PASSAGE TO READ:

▬▬▬▬▬▬

The number of people recorded as self-employed here has fallen dramatically, which is hardly surprising when we recall the gaps in government support during the pandemic that saw many self-employed people excluded. The National Audit Office estimates that 2.9 million were excluded from meaningful Covid-19 pandemic supports during the early stages of the pandemic supports.  Some of the outworking of that is there are now 793,000 fewer self-employed people in the UK than there were at the start of the pandemic. In Northern Ireland there are approximately 35,000 fewer self-employed people now than in March 2020, leaving 101,000.  Another key statistic in our entrepreneurship story is the business birth rate.  This data tells a slightly different story.  There were 130 fewer business births in 2020 than in 2019, a 4% decline. Encouragingly, data to the end of 2021 shows a strong recovery.  7,580 businesses started in 2021, 1,100 more than in 2020 and higher than in each of the last five years.

There is a lot to ponder in the large reduction in self-employment and in the sharp increase in business births. Is this part of the ‘Great resignation’? The ‘Great resignation’ movement is short hand for how the pandemic has jolted many people into considering their work-life balance and making changes. Perhaps more accurately described as the ‘Great reshuffle’, people are tending more towards hopping from one job to another in pursuit of a better balance or contentment.  This appears to involve a cohort of people who are building what was a hobby into a business opportunity. A quick check on the ‘Go For It’ website has no shortage of start-up stories where the pandemic, or being furloughed, provided the time and space or opportunity for an idea to spark.

With entrepreneurship being such an important policy aim for government, and as the economy, hopefully, fully emerges from the pandemic, it is important to consider the merits of business support in Northern Ireland.  I’m a little late to it, but a conversation last week drew my attention to the FSB and Ulster University Business School’s ‘Back to the Start-up’ report from March last year. The report points out that for the last 30 years or more, the rationale behind most enterprise policy has been to ease barriers for people that want to start a business.  Cost barriers are eased through fiscal and taxation measures and various other supports are aimed at de-risking the start-up process through business plan development support and competitively priced space in the network of enterprise parks.

The Back to the Start-up report concludes that the available evidence suggests these policies have not worked - not least, because they appear to have had no meaningful effect over time on our business start-up rate compared to the UK average.  However, evidence suggests that policies and methodologies designed and implemented over the past decades to increase the rate of business start-ups, relative to the UK, have been consistently less successful than planned. The aspiration to make NI ‘the best region in which to start, and grow, a business’ missed an important point. Too few people actually want to do it.

At the heart of the matter seems to be the role of societal/family influence about becoming an entrepreneur. Perhaps we are too hard wired to think our path is to finish education and get a job. I’ve noticed this at home when going through post-GCSE options with my eldest. I can’t think of one conversation or piece of material we’ve read where entrepreneurship has been mentioned.  Perhaps that explains why we are consistently below the UK average in the Global Entrepreneurship Monitor when it tests if we know anyone who has started a business in the last two years or if we perceive there to be good opportunities to start a business in the next 6 months. If we really want to shift the dial on entrepreneurship, the evidence suggests that we can’t keep doing what we’ve always done.  The need for a different approach seems clear, one that champions and celebrates the entrepreneurs we have, one that convinces more people that self-employment and starting your own business is a good path. Covid-19 has had a significant impact on the self-employed, reinforcing ideas that self-employment is riskier than employment. The need to create an environment that kindles an entrepreneurial spirit is greater than ever.

▬▬▬▬▬▬

DATASET ENTRIES:
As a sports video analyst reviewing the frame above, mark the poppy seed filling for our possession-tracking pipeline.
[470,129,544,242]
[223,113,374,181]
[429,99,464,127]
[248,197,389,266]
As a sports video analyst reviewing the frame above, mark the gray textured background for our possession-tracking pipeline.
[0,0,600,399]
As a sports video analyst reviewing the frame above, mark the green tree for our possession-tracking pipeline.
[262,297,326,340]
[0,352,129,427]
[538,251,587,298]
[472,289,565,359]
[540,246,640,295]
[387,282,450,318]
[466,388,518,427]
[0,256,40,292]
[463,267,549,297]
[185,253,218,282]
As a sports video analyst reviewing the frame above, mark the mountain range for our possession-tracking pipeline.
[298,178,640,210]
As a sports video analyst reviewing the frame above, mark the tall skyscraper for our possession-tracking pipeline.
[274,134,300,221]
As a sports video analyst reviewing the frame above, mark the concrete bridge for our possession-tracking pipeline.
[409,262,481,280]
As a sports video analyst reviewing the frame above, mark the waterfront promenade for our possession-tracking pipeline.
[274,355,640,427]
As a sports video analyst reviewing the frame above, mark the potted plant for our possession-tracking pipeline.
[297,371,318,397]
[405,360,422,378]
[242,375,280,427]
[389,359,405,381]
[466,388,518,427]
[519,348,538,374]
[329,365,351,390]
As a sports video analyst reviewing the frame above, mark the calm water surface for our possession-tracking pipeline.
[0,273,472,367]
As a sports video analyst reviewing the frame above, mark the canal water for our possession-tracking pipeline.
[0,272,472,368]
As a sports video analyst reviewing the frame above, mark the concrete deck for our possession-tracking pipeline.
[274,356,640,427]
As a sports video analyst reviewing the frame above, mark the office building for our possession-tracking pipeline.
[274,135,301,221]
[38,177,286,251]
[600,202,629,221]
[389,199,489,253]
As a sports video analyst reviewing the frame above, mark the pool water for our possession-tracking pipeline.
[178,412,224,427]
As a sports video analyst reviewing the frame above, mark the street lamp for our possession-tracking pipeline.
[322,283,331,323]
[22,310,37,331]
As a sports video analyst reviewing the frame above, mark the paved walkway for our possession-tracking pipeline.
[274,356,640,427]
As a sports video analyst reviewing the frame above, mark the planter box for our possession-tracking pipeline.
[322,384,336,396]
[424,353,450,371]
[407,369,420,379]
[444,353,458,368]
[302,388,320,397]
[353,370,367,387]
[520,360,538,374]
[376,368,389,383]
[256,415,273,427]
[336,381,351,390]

▬▬▬▬▬▬

Answer these questions from the article on self-employment:
(a) How many self-employed people are left in Northern Ireland?
(b) How many businesses started in 2021?
(c) Which two bodies produced the 'Back to the Start-up' report?
Answer using only the article on self-employment.

(a) Approximately 101,000.
(b) 7,580.
(c) The FSB and Ulster University Business School.